* [SUPPLIED PASSAGE]:
——————————

Re: using APR_STATUS_IS_SUCCESS

2004-07-28 Thread Garrett Rooney
Geoffrey Young wrote:
hi all
I was just in garrett's APR talk here at oscon and he was mentioning the
APR_STATUS_IS_SUCCESS macro, which I found interesting since httpd only uses
it in a few places, opting for a direct comparison to APR_SUCCESS instead.
should we move to APR_STATUS_IS_SUCCESS in all places?  can someone who
groks the nuances of the macro add some insight here?
This is actually something I was wondering about as I wrote the 
presentation.  Neither Apache or Subversion use APR_STATUS_IS_SUCCESS 
everywhere, but I wonder if we should, since if you look at the 
definition of the macro there are cases when it's more than just (s) == 
APR_SUCCESS.

-garrett


Re: using APR_STATUS_IS_SUCCESS

2004-07-28 Thread Geoffrey Young
cross-posted to [EMAIL PROTECTED]

Garrett Rooney wrote:
 Geoffrey Young wrote:
 
 hi all

 I was just in garrett's APR talk here at oscon and he was mentioning the
 APR_STATUS_IS_SUCCESS macro, which I found interesting since httpd
 only uses
 it in a few places, opting for a direct comparison to APR_SUCCESS
 instead.

 should we move to APR_STATUS_IS_SUCCESS in all places?  can someone who
 groks the nuances of the macro add some insight here?

——————————

* [SUPPLIED DATA]:
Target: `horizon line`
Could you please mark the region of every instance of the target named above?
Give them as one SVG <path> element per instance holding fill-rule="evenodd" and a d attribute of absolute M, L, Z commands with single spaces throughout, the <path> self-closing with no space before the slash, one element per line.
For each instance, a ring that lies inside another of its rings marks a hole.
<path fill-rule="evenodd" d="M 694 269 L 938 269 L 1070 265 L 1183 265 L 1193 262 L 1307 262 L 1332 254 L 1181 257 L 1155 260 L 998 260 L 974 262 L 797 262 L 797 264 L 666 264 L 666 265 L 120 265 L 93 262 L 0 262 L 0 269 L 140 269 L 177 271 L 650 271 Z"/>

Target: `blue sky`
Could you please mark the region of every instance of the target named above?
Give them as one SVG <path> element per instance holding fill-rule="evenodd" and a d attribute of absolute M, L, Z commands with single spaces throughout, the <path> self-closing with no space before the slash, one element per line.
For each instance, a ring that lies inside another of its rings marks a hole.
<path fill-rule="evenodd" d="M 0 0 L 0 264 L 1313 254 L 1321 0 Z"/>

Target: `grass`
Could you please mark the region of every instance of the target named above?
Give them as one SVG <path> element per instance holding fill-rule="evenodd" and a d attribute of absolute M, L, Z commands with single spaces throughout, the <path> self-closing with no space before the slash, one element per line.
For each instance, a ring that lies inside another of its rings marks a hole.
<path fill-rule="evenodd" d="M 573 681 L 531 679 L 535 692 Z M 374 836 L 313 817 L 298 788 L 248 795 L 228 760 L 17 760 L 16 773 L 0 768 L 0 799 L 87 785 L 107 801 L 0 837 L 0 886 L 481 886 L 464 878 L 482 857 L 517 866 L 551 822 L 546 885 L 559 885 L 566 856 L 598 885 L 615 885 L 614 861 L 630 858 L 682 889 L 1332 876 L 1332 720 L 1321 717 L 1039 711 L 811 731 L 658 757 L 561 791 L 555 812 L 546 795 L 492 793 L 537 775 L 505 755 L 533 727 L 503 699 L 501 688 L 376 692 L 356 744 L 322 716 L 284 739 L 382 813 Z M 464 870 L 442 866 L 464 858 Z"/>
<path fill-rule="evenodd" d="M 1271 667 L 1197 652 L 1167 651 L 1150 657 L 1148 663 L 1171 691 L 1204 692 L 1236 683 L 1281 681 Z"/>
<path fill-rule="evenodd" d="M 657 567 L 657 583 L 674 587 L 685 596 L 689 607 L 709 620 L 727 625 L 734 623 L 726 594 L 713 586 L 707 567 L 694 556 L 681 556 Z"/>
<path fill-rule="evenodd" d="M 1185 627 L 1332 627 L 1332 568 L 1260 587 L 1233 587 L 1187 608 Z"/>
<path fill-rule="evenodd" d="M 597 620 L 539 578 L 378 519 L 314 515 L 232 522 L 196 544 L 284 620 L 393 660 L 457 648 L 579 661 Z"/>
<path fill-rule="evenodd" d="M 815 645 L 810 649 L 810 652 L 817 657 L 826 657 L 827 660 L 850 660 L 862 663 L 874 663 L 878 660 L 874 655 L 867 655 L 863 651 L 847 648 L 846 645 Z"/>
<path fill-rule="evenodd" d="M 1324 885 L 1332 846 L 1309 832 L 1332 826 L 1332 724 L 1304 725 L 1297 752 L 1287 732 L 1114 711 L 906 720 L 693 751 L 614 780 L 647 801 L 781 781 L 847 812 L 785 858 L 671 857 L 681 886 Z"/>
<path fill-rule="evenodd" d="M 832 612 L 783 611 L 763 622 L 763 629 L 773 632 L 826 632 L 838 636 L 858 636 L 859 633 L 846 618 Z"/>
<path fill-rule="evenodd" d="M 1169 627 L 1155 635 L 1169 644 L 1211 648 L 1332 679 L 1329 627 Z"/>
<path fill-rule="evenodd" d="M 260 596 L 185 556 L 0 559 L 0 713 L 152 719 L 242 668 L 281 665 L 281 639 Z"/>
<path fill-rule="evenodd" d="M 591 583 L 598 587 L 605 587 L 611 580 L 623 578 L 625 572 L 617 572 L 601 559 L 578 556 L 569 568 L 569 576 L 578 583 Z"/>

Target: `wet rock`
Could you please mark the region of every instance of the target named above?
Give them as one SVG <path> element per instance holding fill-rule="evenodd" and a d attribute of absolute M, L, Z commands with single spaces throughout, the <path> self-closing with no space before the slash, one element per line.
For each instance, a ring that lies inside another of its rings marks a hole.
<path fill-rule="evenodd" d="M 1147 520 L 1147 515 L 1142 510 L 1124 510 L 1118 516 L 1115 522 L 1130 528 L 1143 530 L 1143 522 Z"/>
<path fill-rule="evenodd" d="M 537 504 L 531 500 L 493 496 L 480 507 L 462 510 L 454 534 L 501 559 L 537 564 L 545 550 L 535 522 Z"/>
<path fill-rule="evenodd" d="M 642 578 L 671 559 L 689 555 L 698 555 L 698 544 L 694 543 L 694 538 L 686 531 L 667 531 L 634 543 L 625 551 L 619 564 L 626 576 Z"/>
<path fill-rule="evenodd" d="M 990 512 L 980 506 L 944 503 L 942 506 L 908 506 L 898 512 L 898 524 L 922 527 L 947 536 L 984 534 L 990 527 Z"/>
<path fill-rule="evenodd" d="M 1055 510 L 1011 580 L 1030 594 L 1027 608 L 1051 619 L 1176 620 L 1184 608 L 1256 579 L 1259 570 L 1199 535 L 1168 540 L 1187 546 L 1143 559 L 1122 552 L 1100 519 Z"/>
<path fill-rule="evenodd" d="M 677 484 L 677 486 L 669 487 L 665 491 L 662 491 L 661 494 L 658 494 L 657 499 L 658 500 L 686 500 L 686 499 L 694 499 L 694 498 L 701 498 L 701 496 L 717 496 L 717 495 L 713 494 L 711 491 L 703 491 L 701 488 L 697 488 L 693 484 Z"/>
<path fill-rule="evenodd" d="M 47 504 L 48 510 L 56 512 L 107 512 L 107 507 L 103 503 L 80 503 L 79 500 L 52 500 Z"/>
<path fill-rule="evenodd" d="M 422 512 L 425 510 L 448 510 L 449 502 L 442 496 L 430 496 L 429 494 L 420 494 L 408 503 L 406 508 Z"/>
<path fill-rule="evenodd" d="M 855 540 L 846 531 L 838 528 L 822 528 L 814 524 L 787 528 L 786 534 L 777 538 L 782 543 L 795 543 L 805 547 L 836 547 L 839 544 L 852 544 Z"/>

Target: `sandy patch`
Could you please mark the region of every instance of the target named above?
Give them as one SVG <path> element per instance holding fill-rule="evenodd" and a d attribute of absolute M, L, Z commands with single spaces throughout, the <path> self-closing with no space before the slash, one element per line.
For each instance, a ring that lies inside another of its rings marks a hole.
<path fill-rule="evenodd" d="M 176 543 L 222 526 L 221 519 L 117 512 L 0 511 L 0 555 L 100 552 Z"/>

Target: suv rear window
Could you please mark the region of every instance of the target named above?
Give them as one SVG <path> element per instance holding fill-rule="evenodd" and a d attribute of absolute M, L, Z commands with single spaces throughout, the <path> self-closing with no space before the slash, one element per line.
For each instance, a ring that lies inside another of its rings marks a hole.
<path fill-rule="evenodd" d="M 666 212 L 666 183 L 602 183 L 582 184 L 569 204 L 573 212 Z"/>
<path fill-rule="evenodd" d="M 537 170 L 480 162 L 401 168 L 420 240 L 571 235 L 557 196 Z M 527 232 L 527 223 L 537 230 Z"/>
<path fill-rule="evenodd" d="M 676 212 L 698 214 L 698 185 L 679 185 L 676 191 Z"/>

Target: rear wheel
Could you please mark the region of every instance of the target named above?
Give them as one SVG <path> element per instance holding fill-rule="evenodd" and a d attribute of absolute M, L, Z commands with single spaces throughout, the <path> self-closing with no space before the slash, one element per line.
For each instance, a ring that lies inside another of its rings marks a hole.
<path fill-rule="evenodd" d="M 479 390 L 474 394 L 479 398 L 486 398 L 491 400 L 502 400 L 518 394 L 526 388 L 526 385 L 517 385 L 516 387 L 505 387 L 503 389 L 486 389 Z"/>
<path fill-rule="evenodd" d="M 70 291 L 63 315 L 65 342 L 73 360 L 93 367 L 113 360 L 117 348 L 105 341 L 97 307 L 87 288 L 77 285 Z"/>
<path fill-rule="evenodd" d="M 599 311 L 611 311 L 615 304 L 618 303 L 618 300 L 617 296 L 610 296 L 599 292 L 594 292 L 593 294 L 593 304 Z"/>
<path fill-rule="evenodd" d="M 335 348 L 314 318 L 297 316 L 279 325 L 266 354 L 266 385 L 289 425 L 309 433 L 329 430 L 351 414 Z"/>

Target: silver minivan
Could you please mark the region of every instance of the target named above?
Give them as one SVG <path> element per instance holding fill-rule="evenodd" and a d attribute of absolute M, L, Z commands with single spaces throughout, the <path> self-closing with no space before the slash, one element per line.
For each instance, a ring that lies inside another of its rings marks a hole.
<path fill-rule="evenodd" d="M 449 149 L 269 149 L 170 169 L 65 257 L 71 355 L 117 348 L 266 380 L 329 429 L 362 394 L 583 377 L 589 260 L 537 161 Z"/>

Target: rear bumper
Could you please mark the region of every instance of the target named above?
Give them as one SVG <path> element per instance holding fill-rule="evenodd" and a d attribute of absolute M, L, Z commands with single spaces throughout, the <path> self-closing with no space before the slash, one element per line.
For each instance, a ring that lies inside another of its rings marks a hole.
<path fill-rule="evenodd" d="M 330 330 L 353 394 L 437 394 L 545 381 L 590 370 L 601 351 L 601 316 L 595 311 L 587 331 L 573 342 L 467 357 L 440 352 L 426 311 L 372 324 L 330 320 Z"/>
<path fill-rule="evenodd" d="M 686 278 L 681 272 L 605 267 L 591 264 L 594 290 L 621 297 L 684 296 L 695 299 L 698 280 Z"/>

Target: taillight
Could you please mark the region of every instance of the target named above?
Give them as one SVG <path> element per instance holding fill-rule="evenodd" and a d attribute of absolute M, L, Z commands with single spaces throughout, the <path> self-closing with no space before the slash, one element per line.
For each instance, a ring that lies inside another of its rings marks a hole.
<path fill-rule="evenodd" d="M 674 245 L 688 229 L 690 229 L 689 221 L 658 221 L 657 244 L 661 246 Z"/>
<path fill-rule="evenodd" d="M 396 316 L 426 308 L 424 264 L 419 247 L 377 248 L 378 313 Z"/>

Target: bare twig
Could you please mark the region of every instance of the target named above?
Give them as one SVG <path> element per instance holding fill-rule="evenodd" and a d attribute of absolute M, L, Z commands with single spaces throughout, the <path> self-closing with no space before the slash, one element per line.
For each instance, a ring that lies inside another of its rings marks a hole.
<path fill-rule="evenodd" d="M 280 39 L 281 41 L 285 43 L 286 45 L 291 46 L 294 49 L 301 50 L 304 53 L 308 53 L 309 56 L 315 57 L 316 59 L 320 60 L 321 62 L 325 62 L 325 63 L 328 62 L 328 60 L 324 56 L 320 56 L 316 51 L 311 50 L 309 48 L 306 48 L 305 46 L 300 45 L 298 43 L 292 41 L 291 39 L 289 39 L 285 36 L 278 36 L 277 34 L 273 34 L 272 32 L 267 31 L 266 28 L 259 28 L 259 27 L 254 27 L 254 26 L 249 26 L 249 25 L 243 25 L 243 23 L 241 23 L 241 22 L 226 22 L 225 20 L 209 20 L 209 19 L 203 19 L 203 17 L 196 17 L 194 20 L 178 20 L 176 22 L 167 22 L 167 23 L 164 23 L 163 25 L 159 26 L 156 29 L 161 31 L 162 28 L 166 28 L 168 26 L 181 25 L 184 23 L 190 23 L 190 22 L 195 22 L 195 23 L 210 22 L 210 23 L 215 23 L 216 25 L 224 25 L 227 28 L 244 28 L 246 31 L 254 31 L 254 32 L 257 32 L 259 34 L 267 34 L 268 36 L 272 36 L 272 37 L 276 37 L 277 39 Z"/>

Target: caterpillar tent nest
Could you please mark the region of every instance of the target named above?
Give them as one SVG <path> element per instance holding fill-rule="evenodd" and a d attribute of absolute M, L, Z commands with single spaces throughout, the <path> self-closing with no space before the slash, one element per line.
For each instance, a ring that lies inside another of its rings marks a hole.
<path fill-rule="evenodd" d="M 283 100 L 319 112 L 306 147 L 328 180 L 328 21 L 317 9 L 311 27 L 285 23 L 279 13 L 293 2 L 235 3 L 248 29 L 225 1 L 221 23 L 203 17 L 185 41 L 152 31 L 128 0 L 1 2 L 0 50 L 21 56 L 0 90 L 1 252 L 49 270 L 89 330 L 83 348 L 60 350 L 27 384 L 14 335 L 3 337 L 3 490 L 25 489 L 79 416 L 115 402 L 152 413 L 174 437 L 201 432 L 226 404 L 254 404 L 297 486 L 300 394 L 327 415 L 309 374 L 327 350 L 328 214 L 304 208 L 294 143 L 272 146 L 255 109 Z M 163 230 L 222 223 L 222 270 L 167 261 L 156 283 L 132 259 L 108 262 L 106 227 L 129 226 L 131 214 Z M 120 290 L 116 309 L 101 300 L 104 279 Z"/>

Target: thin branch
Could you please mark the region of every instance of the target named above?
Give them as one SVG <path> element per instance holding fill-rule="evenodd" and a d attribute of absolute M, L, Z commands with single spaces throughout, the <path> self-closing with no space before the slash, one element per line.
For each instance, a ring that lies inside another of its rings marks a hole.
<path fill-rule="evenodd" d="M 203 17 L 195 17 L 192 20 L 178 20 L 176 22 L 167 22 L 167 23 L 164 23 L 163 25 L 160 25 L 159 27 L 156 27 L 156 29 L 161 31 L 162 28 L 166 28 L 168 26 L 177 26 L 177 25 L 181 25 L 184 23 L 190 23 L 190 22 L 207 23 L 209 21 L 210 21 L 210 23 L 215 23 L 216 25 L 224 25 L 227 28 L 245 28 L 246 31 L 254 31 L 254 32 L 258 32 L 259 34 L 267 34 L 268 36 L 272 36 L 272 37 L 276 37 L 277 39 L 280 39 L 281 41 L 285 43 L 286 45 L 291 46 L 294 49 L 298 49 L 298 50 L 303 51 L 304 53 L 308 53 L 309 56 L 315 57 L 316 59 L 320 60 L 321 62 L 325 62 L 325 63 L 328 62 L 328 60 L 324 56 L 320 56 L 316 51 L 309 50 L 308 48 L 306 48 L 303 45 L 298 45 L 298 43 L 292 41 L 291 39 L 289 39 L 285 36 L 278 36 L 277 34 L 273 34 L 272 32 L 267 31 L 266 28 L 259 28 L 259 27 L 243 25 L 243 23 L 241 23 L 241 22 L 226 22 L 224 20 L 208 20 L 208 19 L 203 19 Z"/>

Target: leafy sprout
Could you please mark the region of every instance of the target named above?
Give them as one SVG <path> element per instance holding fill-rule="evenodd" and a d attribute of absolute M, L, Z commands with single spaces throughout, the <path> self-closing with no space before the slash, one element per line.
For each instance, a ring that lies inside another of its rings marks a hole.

——————————

Please list every software project name that appears in the mailing-list thread.

APR, httpd, Apache, Subversion